No pocos han arremetido estos días –y ahí incluyo a algún amigo- contra la pasión otoñal de Isabel Preysler y Mario Vargas Llosa. La insinuación de fondo, con no poca carga insultante, es que ella sería algo así como una bruja maligna capaz de atraerse a un señor muy listo en un momento de debilidad. ¿Qué atractivo puede ver todo un Nobel, claman algunos, en la que parece ser no más que una corista? ¿De qué puede hablar un literato ilustre y grave con una anunciante de azulejos? La vida achampanada de la Preysler, ¿no descentrará al sabio de sus hondas consideraciones sobre la condición humana, sustituyéndolas por el brillo, tonto y ligero, de las cenas? En definitiva, parece que la Preysler sería para la literatura contemporánea algo así como el incendio de la Biblioteca de Alejandría para el pensamiento antiguo.

Uno ha llegado a oír que, para ser un genocida, Stalin no era un poeta del todo despreciable, pero casi la única persona que parece suscitar la deploración universal es Isabel Preysler. Nunca oí a nadie hablar bien de ella. Lo encuentro muy injustificado, seguramente envidioso. Si juzgamos a una persona por sus compañías, la Preysler sale más que bien favorecida: es muy difícil que una persona no se haya visto enriquecida al contacto de gentes complejas como, pongamos, Boyer o Julio Iglesias, cada uno un maestro en lo suyo. Y, lo que es más importante: algo tendrá que tener esa persona para haber atraído la atención de un cantante de resonancia mundial, de un economista y hombre de Estado siempre respetado, de un aristócrata de admirable espíritu emprendedor y, ahora, de un novelista más que reconocido. Oh, cierto: se ha casado varias veces, en lo que sin duda constituye “un triunfo de la esperanza sobre la experiencia”, pero no creo que nadie, tampoco la Preysler, prefiera cuatro matrimonios rotos a un solo matrimonio apacible. Por otra parte, es curioso que, para justificar el nuevo noviazgo, nadie haya recurrido al argumento hoy más al uso: se quieren, déjalos. No, preferimos sospechar. Ni siquiera basta la constatación de que Vargas es hombre atractivo para las mujeres y Preysler una mujer atractiva para los hombres.

....

• **TAREAS**:
1. Copia del texto sobre Isabel Preysler el fragmento que empieza en las palabras "No pocos han" y termina después de "el pensamiento antiguo.".
2. Según el texto sobre Isabel Preysler, ¿qué argumento, hoy el más al uso, no ha usado nadie para justificar el nuevo noviazgo?
Las líneas que siguen son material aparte y no forman parte del texto.

• **INFORMACIÓN PROPORCIONADA**:
....

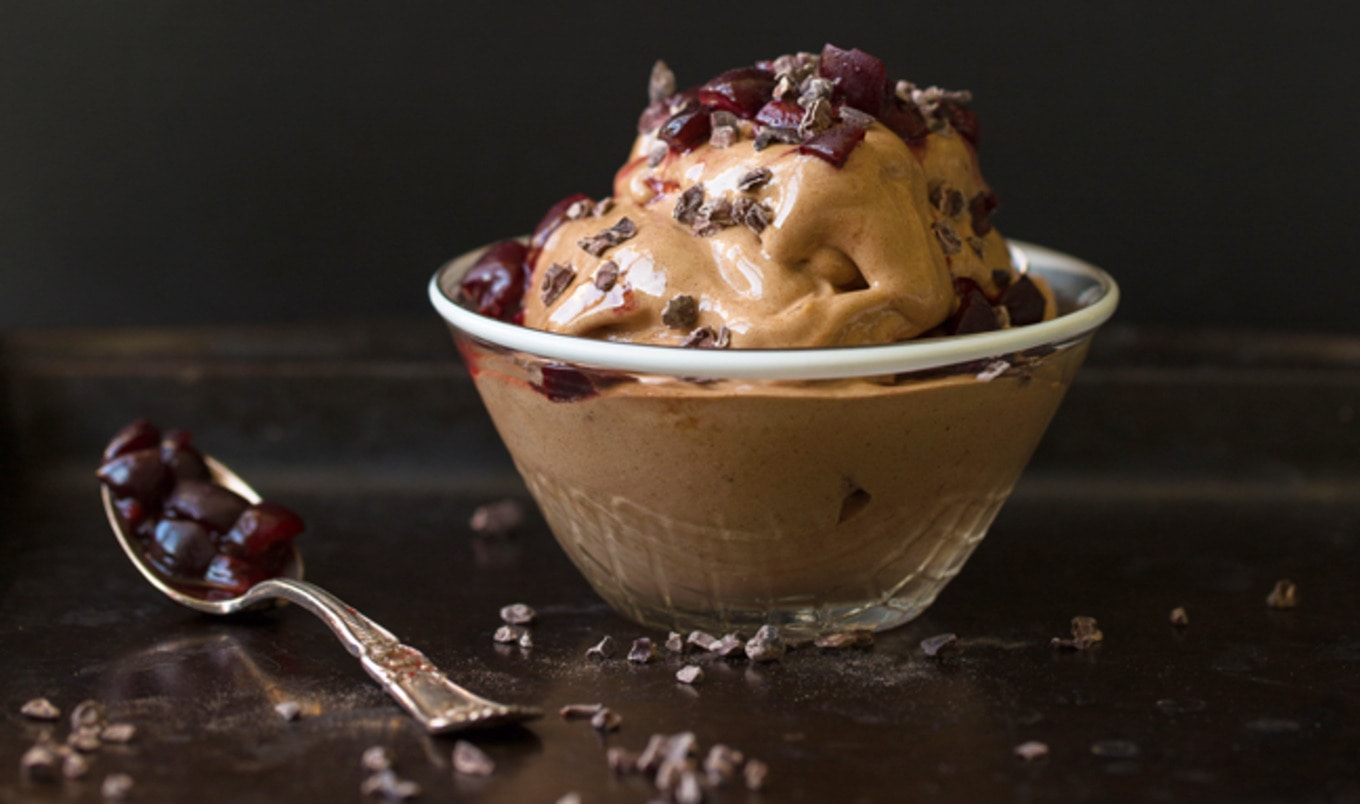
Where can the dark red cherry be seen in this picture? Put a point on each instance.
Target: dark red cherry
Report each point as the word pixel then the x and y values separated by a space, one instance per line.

....

• **RESPUESTAS EN ORDEN**:
1.
No pocos han arremetido estos días –y ahí incluyo a algún amigo- contra la pasión otoñal de Isabel Preysler y Mario Vargas Llosa. La insinuación de fondo, con no poca carga insultante, es que ella sería algo así como una bruja maligna capaz de atraerse a un señor muy listo en un momento de debilidad. ¿Qué atractivo puede ver todo un Nobel, claman algunos, en la que parece ser no más que una corista? ¿De qué puede hablar un literato ilustre y grave con una anunciante de azulejos? La vida achampanada de la Preysler, ¿no descentrará al sabio de sus hondas consideraciones sobre la condición humana, sustituyéndolas por el brillo, tonto y ligero, de las cenas? En definitiva, parece que la Preysler sería para la literatura contemporánea algo así como el incendio de la Biblioteca de Alejandría para el pensamiento antiguo.

2. El argumento de que se quieren y hay que dejarlos.